_Stated task_
Nothing but the line with "Mark every instance of the lion's front leg" and the lines after it, through the end of the records below, is to be repeated, exactly as it is.

_Input rows_
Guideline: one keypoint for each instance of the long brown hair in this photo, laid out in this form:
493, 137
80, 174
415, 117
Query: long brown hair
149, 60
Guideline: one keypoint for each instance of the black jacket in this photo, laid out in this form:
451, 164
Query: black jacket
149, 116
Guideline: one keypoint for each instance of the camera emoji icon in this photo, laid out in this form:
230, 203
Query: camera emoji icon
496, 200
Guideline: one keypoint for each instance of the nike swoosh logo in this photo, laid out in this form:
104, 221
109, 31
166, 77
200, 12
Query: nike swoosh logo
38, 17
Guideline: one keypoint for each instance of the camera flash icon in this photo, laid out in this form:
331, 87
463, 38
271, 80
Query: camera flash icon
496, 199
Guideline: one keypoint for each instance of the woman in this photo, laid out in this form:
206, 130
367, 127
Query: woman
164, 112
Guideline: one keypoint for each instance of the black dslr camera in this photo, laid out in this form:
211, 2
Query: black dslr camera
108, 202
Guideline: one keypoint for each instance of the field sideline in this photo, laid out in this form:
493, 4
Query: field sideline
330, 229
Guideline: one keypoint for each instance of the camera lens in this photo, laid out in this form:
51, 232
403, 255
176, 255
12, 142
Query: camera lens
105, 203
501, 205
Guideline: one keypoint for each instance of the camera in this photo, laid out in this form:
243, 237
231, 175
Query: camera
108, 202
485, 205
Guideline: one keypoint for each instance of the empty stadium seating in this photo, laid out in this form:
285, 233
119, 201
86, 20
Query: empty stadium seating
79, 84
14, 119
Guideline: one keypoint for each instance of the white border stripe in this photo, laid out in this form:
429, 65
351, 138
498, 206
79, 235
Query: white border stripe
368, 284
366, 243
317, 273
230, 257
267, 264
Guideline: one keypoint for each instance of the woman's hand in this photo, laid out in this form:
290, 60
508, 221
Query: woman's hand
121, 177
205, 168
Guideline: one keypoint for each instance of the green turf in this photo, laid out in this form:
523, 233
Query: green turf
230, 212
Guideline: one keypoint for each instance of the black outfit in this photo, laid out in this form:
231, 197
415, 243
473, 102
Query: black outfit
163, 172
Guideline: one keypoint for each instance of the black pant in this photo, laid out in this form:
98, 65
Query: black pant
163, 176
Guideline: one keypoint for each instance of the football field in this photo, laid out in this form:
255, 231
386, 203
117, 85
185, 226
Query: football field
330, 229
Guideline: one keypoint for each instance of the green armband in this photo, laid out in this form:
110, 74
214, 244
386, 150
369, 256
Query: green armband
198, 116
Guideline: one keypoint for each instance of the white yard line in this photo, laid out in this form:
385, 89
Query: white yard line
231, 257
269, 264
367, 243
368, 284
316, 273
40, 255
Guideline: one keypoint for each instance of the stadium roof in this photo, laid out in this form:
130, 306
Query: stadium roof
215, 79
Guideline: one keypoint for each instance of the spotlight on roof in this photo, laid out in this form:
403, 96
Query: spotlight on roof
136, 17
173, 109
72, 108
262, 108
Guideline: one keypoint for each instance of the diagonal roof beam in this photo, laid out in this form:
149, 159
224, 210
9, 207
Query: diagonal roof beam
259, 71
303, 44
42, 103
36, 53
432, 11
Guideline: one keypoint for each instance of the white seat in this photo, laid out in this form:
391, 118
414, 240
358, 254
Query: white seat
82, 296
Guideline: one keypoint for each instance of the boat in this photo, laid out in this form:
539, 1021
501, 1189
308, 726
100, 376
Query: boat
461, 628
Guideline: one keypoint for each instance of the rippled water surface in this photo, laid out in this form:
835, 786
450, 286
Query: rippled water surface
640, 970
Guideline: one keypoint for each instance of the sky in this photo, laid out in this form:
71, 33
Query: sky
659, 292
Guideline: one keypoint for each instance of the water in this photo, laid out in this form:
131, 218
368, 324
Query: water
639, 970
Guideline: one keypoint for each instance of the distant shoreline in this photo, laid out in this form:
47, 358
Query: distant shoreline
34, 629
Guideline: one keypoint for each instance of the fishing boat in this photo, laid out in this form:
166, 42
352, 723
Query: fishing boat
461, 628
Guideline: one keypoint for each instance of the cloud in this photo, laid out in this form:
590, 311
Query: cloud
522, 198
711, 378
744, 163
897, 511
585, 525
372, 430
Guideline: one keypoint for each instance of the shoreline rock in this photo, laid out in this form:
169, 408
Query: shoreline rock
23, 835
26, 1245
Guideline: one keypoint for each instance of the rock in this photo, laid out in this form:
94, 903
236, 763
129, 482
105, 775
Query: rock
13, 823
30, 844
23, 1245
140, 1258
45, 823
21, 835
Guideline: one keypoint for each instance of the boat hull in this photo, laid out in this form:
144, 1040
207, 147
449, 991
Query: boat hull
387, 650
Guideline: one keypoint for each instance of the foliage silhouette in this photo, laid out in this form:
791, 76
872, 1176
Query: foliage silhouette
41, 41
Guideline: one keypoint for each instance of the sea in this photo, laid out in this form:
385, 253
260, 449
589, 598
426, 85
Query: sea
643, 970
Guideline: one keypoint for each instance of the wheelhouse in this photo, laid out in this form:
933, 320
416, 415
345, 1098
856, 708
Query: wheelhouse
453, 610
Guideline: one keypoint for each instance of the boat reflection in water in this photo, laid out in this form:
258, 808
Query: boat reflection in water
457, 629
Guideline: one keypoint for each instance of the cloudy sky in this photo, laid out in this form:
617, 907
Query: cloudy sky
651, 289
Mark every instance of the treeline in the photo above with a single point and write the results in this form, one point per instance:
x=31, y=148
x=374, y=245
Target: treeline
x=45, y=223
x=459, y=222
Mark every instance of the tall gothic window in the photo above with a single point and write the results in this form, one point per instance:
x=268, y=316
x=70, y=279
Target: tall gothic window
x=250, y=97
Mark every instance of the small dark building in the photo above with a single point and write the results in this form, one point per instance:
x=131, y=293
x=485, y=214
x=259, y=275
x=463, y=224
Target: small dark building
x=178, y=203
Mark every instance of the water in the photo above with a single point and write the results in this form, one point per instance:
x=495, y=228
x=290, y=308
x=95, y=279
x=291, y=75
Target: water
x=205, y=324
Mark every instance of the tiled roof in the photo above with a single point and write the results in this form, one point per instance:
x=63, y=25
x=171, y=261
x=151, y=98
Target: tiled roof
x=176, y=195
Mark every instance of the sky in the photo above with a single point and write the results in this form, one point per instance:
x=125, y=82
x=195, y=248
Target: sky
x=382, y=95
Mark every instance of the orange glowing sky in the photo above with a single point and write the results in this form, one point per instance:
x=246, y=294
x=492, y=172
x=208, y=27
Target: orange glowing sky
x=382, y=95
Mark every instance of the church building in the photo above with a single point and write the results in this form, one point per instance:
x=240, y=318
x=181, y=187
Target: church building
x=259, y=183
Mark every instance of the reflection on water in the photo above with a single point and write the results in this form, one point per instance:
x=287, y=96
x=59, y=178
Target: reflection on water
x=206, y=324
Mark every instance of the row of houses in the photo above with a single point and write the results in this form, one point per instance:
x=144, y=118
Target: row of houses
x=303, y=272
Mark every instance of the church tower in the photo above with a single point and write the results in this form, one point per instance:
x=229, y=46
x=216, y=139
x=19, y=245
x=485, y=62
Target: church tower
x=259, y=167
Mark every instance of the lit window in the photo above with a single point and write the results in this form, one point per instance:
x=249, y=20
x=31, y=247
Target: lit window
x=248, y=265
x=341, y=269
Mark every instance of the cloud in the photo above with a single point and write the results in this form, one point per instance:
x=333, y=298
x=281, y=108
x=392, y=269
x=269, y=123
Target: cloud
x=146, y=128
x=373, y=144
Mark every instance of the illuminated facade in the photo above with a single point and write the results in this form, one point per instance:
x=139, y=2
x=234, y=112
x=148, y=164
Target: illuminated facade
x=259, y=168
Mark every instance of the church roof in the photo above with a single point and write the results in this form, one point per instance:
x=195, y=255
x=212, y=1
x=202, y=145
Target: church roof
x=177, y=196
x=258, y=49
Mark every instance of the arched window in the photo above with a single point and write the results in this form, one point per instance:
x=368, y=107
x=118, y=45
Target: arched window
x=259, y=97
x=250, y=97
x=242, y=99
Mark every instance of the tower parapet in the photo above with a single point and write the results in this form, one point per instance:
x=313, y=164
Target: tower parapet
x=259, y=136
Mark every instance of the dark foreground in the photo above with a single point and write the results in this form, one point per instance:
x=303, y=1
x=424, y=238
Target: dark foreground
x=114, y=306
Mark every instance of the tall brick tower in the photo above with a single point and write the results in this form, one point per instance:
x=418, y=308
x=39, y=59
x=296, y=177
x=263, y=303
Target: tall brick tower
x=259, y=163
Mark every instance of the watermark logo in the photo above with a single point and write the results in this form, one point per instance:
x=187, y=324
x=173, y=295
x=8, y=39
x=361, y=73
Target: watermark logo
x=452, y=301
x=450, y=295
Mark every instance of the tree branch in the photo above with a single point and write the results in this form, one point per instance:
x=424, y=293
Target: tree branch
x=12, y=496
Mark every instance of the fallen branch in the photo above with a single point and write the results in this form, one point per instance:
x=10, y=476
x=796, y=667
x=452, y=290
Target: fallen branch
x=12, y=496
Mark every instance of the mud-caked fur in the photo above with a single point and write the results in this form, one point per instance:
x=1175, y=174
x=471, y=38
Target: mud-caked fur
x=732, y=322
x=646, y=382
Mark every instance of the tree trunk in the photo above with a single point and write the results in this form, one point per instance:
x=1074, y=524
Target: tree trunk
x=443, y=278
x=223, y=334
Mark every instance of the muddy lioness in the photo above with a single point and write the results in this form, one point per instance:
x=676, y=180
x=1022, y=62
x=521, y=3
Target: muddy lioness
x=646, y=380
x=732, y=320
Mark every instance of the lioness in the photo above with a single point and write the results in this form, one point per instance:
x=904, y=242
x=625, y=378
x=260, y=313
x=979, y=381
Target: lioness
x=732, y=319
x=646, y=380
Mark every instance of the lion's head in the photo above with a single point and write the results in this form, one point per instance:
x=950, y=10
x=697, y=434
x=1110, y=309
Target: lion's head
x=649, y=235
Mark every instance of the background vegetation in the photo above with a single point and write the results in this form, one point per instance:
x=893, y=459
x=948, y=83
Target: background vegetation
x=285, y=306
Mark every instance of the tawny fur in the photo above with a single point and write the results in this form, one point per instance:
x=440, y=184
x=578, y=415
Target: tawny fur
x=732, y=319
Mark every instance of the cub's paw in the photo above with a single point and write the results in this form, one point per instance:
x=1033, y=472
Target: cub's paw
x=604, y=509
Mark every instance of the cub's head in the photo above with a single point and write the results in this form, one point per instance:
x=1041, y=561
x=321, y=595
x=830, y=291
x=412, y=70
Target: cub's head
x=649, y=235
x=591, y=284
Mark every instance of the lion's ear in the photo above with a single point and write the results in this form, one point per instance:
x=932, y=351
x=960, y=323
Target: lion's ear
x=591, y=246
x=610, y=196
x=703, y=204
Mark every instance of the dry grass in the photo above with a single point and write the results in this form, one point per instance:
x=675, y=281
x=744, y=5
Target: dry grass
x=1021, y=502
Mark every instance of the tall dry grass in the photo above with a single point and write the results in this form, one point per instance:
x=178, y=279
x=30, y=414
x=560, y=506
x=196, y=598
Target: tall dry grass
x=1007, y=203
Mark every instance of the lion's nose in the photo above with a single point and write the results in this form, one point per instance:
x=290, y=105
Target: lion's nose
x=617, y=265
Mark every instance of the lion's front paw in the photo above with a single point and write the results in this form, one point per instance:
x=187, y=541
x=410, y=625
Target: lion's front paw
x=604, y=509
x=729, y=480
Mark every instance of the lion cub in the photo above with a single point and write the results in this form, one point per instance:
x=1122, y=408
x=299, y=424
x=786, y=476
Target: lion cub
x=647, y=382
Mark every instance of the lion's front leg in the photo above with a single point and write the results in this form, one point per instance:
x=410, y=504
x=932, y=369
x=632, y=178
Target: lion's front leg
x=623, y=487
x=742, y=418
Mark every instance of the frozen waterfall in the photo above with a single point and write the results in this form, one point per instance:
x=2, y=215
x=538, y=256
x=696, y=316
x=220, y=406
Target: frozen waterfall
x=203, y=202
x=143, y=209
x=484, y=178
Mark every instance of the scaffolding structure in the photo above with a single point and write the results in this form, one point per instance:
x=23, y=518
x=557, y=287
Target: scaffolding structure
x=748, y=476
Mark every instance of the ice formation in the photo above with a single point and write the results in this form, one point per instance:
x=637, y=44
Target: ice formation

_Response to this task_
Mark every instance of the lion's front leg in the photo above with a single point and write the results in this form, one point per instance:
x=410, y=504
x=932, y=369
x=632, y=178
Target: lion's front leg
x=623, y=487
x=742, y=418
Mark every instance of the frozen waterfall in the photo above with a single point and write the results in this form, one point per instance:
x=2, y=215
x=538, y=256
x=696, y=316
x=220, y=406
Target: frozen waterfall
x=203, y=202
x=143, y=209
x=484, y=178
Mark every instance of the scaffolding structure in the photo above with a single point and write the results in this form, one point per instance:
x=23, y=518
x=557, y=287
Target: scaffolding structure
x=748, y=476
Mark every instance of the ice formation in the photo above with a single point and write the results in this form, one point per instance:
x=637, y=44
Target: ice formation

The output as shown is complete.